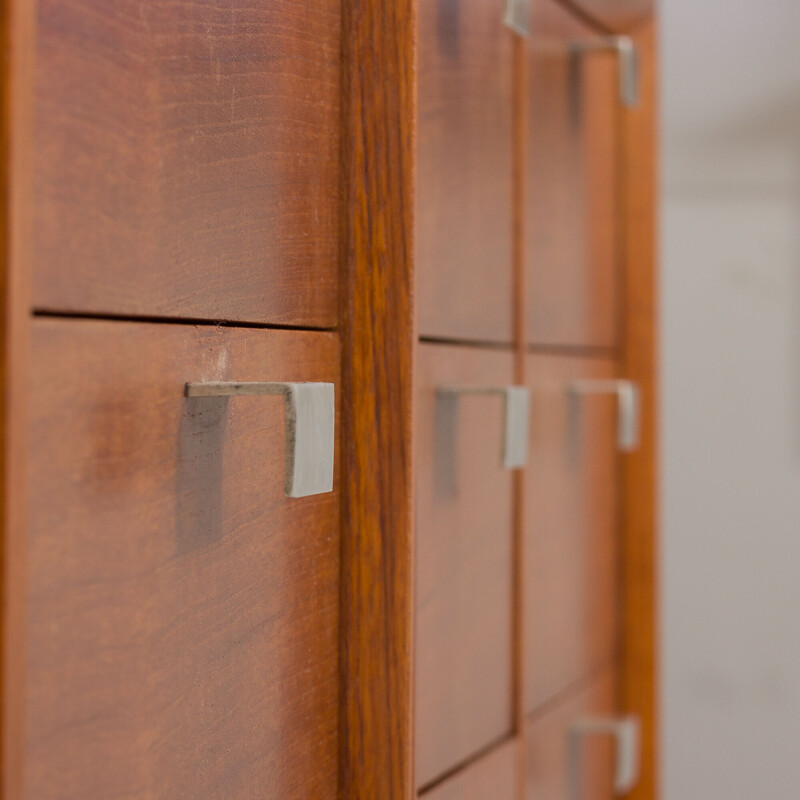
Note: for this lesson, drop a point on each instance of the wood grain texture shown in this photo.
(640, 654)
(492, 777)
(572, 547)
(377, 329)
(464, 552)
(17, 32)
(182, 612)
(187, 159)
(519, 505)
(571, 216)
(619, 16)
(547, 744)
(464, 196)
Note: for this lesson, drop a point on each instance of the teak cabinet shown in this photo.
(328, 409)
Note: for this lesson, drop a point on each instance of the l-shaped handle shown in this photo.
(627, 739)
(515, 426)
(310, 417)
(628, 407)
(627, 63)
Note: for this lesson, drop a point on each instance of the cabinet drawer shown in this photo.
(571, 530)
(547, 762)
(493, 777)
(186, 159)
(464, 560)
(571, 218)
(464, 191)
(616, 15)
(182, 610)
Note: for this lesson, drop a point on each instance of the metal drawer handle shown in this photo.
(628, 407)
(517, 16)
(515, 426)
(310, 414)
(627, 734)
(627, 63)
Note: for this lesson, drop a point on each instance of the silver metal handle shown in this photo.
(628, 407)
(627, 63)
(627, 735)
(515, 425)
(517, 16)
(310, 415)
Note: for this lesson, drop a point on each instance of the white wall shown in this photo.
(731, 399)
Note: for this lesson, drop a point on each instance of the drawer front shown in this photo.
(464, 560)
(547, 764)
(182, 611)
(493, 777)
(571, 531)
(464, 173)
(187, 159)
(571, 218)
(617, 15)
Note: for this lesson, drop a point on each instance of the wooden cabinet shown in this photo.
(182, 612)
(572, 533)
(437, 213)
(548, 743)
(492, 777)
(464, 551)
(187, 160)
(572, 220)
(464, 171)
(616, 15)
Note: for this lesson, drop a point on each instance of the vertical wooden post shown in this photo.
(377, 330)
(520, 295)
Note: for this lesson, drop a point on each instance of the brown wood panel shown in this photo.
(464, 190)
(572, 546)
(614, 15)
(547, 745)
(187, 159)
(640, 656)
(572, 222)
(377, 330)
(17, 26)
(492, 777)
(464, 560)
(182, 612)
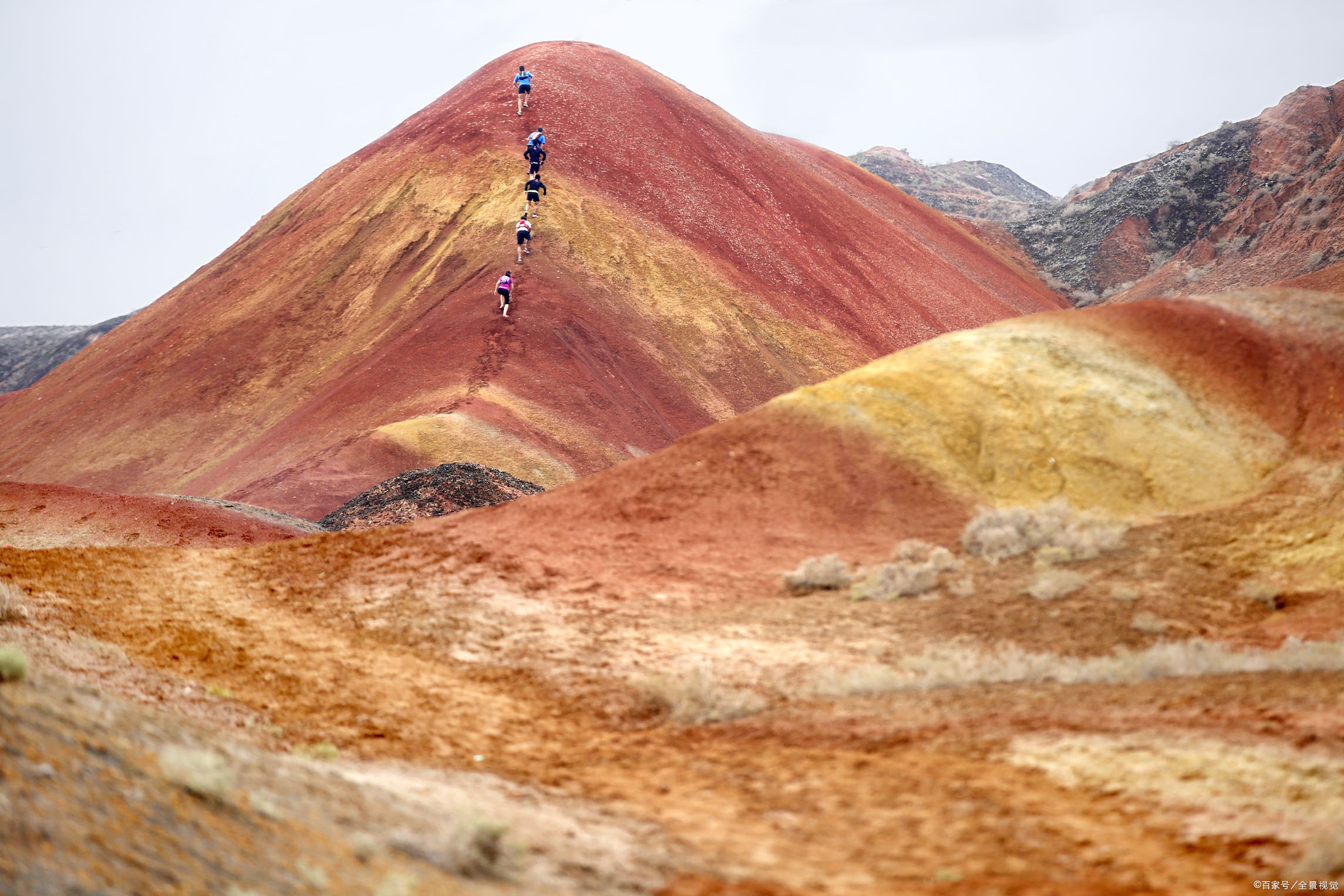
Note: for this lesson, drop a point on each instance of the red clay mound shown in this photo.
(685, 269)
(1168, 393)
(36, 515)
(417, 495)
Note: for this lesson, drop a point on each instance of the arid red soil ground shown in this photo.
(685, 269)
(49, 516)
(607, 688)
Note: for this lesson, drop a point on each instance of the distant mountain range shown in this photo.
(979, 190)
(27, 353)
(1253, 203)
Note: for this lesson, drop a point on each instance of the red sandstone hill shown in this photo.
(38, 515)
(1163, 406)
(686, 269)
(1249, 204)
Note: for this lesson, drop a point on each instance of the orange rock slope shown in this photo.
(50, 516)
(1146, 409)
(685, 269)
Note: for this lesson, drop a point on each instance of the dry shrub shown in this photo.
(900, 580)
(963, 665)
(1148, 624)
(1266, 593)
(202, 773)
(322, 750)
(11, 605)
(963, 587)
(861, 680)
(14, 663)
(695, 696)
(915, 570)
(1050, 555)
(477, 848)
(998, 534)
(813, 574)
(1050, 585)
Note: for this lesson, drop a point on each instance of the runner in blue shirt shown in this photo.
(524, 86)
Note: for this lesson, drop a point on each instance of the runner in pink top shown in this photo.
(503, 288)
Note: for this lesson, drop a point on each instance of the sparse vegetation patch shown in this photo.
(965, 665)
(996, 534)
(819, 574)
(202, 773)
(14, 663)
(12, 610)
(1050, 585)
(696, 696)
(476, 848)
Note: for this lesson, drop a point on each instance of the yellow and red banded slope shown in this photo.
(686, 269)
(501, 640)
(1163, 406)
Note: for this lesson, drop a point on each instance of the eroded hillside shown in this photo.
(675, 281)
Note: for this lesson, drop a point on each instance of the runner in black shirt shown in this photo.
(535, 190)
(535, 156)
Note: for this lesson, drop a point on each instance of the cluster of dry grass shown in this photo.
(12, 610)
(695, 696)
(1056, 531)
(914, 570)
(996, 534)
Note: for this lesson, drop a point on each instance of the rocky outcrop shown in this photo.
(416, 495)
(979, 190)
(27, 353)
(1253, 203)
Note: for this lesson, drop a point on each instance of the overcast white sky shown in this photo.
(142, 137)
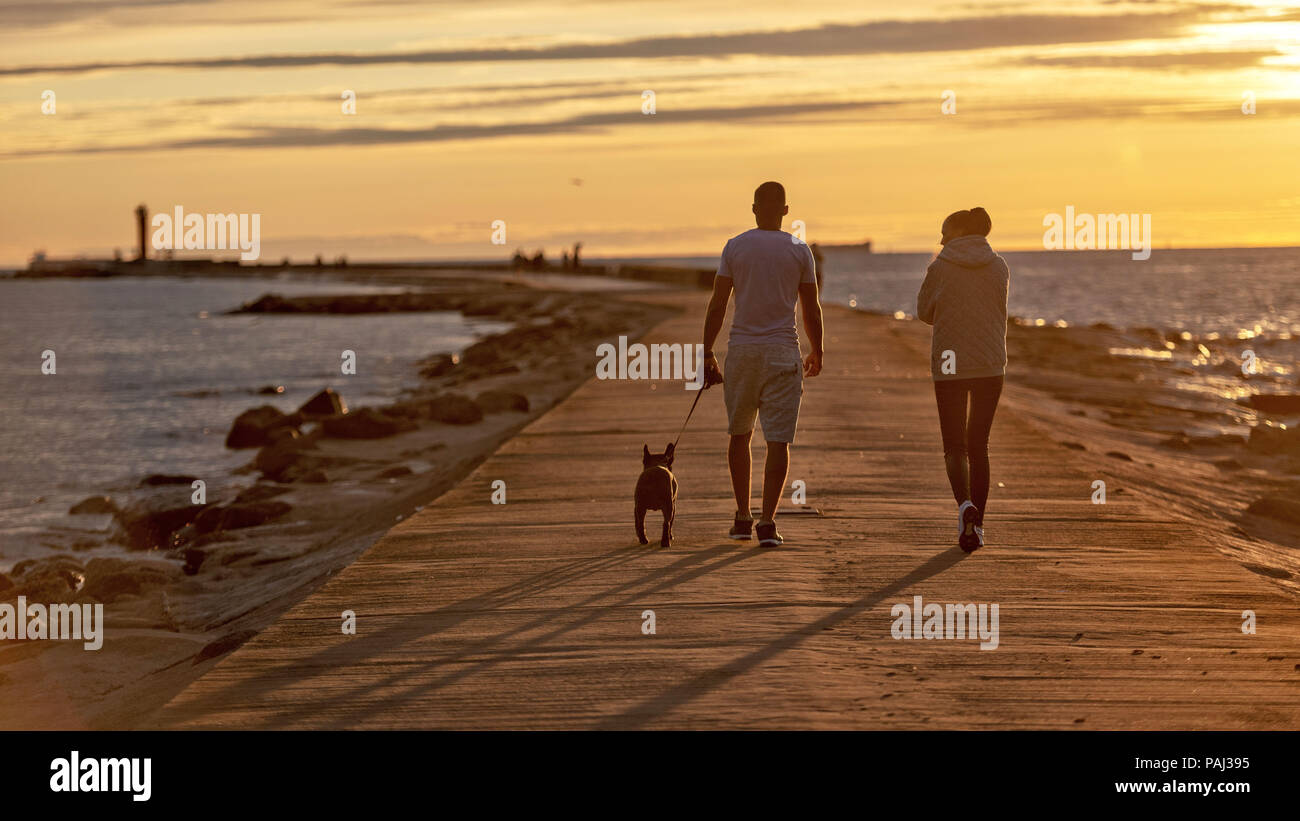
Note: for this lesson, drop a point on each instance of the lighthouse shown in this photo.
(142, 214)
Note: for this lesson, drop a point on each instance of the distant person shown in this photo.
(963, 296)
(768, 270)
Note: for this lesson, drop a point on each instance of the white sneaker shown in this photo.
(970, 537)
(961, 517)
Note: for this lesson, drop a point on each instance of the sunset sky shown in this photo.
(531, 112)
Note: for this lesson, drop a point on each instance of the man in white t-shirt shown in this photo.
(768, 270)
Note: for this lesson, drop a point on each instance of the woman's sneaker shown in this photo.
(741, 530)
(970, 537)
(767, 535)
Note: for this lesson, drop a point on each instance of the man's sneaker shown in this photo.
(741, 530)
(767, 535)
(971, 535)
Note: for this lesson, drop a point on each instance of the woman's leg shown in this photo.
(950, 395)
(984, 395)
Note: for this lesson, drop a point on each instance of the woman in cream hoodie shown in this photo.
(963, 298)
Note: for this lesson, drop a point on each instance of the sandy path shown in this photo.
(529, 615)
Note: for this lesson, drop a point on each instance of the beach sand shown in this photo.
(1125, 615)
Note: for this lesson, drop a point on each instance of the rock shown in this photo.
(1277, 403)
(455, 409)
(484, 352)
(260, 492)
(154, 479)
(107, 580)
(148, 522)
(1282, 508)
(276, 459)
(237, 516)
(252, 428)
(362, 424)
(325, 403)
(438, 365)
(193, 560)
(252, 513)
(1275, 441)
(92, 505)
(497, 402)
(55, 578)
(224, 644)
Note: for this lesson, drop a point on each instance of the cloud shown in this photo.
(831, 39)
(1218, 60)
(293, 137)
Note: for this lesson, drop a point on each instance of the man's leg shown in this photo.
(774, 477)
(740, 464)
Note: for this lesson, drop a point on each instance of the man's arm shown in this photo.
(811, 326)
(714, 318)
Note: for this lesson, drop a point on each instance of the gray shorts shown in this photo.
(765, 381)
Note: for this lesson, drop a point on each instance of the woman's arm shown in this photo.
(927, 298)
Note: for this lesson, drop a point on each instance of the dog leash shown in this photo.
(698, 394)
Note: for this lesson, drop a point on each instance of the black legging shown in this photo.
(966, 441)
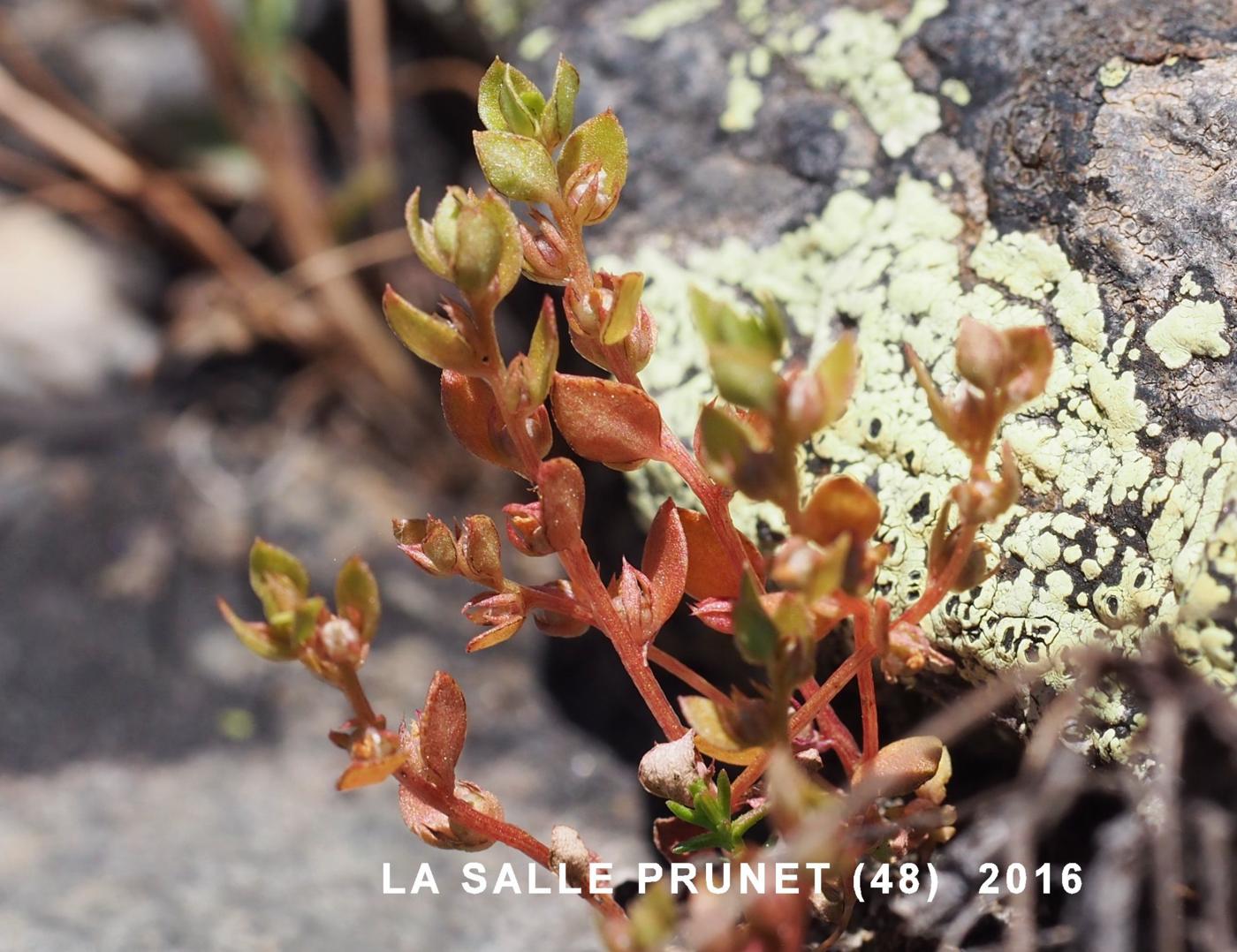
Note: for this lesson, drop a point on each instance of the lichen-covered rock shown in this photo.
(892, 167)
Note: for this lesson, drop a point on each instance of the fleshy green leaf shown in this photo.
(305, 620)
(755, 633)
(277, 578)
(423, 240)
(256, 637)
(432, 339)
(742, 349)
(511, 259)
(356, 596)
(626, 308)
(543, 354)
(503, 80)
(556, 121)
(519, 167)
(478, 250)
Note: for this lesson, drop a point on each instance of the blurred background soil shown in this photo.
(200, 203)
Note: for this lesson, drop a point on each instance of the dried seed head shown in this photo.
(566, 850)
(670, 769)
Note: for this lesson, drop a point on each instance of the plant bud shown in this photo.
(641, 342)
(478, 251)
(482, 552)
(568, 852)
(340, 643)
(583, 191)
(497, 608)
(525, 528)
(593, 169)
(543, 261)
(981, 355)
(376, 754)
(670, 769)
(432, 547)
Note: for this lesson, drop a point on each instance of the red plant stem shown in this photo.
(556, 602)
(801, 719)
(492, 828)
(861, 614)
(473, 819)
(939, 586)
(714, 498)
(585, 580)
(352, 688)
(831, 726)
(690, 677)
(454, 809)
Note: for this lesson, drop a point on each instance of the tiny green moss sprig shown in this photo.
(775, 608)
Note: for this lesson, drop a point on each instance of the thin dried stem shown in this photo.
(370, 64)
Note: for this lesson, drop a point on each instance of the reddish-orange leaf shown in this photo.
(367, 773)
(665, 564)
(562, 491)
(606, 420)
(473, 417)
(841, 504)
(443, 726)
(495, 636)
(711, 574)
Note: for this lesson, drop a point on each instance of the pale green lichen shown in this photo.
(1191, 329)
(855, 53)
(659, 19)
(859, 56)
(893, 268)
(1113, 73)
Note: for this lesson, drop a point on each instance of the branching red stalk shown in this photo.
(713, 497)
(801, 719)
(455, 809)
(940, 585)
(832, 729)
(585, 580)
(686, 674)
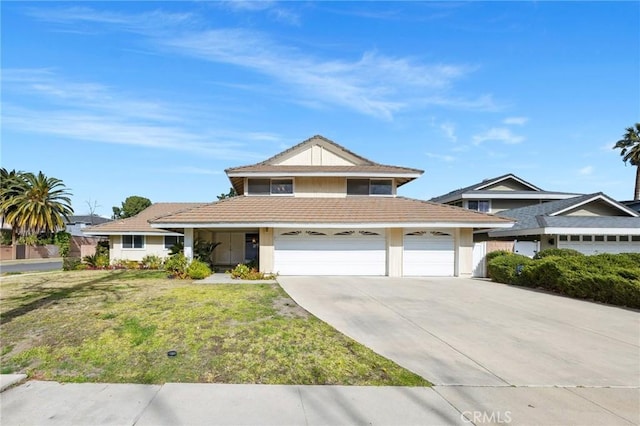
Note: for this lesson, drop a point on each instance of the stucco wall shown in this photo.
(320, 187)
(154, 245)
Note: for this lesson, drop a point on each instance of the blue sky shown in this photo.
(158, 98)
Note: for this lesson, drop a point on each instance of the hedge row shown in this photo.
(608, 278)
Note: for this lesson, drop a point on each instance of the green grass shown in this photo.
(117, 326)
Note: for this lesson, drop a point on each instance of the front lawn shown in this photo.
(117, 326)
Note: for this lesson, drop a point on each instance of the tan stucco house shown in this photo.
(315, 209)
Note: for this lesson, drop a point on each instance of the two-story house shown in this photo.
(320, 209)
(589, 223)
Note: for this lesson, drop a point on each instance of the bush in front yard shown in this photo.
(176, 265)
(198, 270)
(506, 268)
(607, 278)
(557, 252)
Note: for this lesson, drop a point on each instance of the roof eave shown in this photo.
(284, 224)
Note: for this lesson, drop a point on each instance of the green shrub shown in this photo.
________
◆ **Aim of the task**:
Please retype, exactly as written, every line from the line containing "stucco wall shown in this photo." through the last line of the records above, including both of those lines, and nothing else.

◆ **Written answer**:
Note: for this lesson, drop a point on each instance of the stucco wall shown in this photo.
(320, 187)
(154, 245)
Note: for this lesson, drop a point on each instance of the blue sky shown in this photo.
(158, 98)
Note: for this lesson, drop a point on each instance of the hedge row shown in this photo.
(608, 278)
Note: for this lesson, drop a point on each instance of the green grass shown in this photo.
(117, 326)
Note: for this lesson, drop a point on each instance of the front lawn shown in this photo.
(117, 326)
Note: for this lesson, drop a point on each instance of the tan stucco house shown in this photo.
(315, 209)
Note: for this lesson, drop a point on each instance of the two-story house shown in this photo.
(320, 209)
(589, 223)
Note: for this lesson, drop a point on each instance of the bush in front yard shown in this photo.
(176, 265)
(198, 270)
(506, 268)
(607, 278)
(557, 252)
Note: for this lesson, drop a point on each instance of the roof eave shown in this photo.
(284, 224)
Note: for this lesson, drop a point on each instance of the green shrub shown in this photo.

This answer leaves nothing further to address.